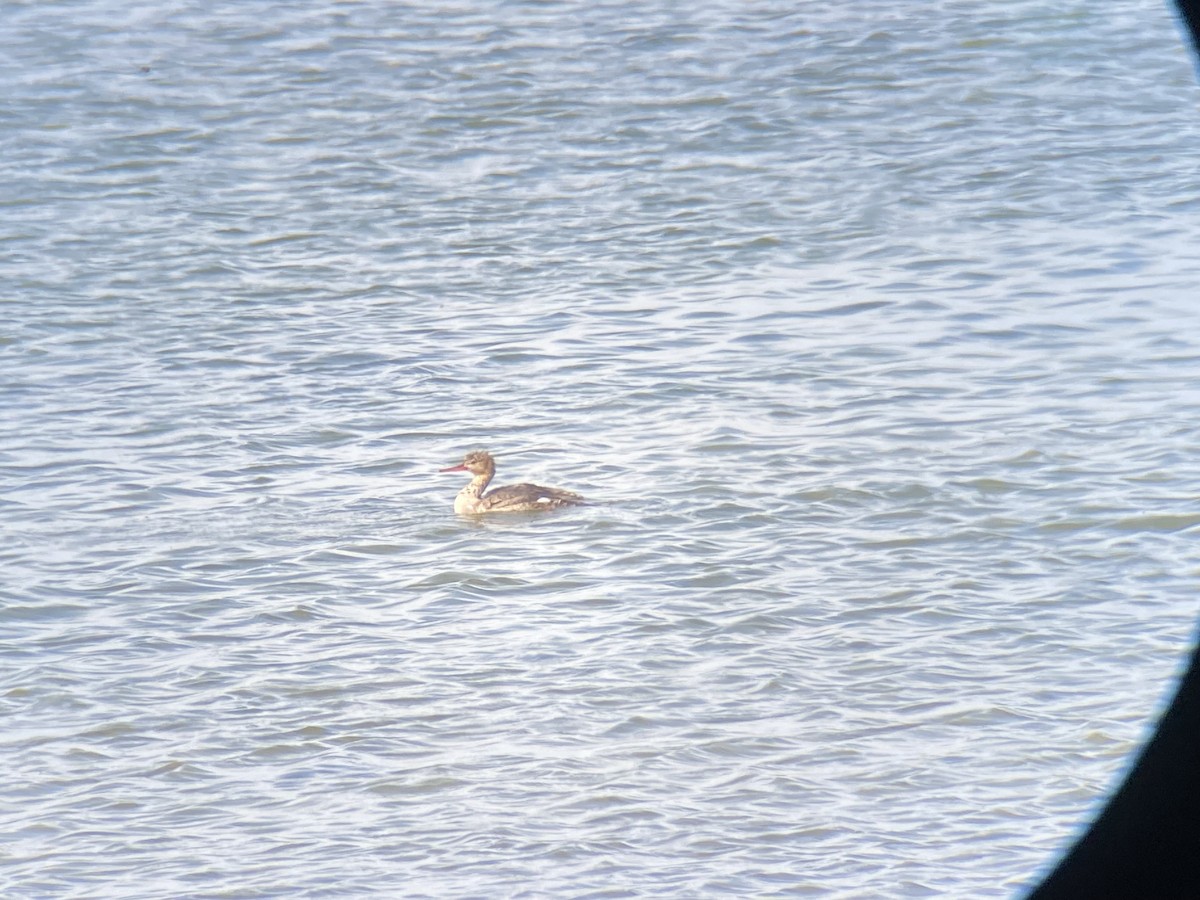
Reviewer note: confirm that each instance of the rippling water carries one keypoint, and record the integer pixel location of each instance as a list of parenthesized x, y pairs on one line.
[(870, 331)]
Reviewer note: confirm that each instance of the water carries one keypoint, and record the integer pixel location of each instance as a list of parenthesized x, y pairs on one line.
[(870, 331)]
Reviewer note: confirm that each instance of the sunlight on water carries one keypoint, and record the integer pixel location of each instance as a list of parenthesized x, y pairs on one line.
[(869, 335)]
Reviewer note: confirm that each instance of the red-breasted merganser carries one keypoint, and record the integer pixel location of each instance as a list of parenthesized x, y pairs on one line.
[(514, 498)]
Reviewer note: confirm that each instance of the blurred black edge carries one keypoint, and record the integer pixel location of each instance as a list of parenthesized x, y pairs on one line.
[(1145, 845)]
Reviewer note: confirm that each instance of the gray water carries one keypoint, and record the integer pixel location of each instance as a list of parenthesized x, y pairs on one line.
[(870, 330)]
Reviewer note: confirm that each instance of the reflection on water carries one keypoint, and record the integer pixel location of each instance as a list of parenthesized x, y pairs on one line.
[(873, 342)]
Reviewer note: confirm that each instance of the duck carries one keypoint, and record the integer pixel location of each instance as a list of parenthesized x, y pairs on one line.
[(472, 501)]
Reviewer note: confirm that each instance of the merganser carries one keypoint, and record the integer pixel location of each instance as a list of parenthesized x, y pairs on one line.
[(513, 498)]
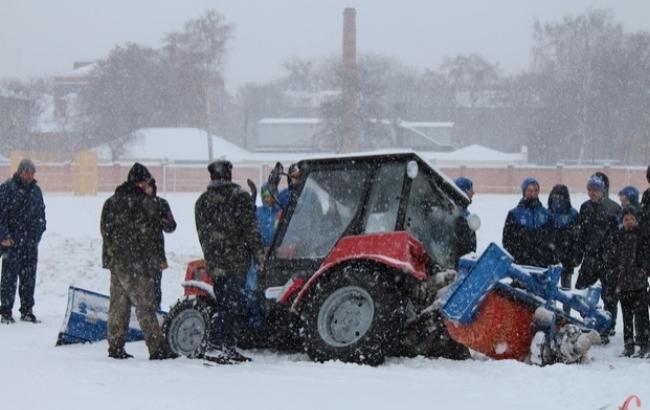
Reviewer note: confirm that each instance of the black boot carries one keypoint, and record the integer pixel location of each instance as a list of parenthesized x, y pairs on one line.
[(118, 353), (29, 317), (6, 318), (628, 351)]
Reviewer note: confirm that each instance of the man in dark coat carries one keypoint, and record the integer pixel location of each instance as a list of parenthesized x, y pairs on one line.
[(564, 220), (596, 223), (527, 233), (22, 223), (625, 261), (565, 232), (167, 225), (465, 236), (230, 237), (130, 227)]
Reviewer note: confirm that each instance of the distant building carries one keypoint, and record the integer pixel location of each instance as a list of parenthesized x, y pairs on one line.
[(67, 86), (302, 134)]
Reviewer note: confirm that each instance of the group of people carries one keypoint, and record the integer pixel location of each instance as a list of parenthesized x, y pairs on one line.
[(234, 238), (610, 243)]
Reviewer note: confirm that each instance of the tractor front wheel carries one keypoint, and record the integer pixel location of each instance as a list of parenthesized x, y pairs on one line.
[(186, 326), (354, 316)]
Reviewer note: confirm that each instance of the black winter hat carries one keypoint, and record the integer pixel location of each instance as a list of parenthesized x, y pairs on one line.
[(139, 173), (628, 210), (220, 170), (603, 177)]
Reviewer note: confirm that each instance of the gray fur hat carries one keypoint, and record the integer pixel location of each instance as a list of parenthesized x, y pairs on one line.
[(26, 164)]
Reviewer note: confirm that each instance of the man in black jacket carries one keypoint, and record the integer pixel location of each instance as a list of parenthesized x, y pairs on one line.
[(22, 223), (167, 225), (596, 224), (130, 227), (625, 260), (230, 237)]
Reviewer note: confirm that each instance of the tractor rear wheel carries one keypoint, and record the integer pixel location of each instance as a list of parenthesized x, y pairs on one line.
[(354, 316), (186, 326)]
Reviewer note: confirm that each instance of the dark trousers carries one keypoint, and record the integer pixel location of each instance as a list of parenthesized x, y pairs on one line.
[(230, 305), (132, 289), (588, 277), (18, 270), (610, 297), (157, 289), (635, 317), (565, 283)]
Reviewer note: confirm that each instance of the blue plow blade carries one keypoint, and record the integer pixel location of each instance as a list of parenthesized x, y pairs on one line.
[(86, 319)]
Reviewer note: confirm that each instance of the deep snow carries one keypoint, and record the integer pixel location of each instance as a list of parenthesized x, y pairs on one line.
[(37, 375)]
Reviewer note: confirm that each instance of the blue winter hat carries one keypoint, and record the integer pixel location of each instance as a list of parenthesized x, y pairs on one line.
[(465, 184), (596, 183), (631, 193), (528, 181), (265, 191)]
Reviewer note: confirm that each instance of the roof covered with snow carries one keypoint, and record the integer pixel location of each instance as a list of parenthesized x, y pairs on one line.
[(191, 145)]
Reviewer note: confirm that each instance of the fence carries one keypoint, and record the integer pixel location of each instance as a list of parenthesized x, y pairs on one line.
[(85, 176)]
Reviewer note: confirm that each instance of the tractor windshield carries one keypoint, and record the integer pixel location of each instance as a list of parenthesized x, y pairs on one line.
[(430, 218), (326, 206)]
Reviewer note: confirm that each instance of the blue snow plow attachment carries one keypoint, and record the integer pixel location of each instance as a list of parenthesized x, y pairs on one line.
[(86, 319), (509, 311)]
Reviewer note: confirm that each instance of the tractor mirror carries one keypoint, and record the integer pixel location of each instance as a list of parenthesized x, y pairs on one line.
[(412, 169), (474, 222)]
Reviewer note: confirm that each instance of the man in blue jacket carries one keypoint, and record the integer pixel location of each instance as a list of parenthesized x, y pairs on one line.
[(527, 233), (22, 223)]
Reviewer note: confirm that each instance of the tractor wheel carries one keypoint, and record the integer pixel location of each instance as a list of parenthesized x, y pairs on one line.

****************

* [WHAT TO PRODUCE]: Extract the data from the line containing "Reviewer note: confirm that each instance of the man in dark" down to the line containing "[(139, 173), (628, 210), (220, 170), (603, 177)]", both included, and repeat those lines without any change.

* [RIGHT ANSWER]:
Reviewer note: confirm that each instance of the man in dark coat carries one keypoint, and record the integer pixel location of each instance as a list of parenthesized x, y pairs on one line.
[(564, 220), (596, 223), (527, 233), (22, 223), (625, 261), (565, 232), (167, 225), (465, 236), (230, 237), (130, 227)]
Reviewer note: confirm that each instance of the distant building carries one keypoint, and record the integer pixel location of each instance as a list of parenthesized x, y pairs on one line.
[(67, 86), (302, 134)]
Reviewer note: confirm that each instance of the group of people carries one keypoint, and record the integer pixel location of each instance as a list of parenthesized x, y pairs on one line.
[(234, 238), (610, 243)]
Reviewer note: confirm that each instance of the tractor front wheel carries one keypoint, and record the integer pixel location of each instance as a list of parenthesized x, y pairs on one line.
[(186, 326), (354, 316)]
Reviewer note: confirm that each instance of the black winter hat carries one keypoint, and record the integer pixel location of each instance as a list of parenthesized x, y pairs on one line.
[(139, 173), (628, 210), (220, 170), (603, 177)]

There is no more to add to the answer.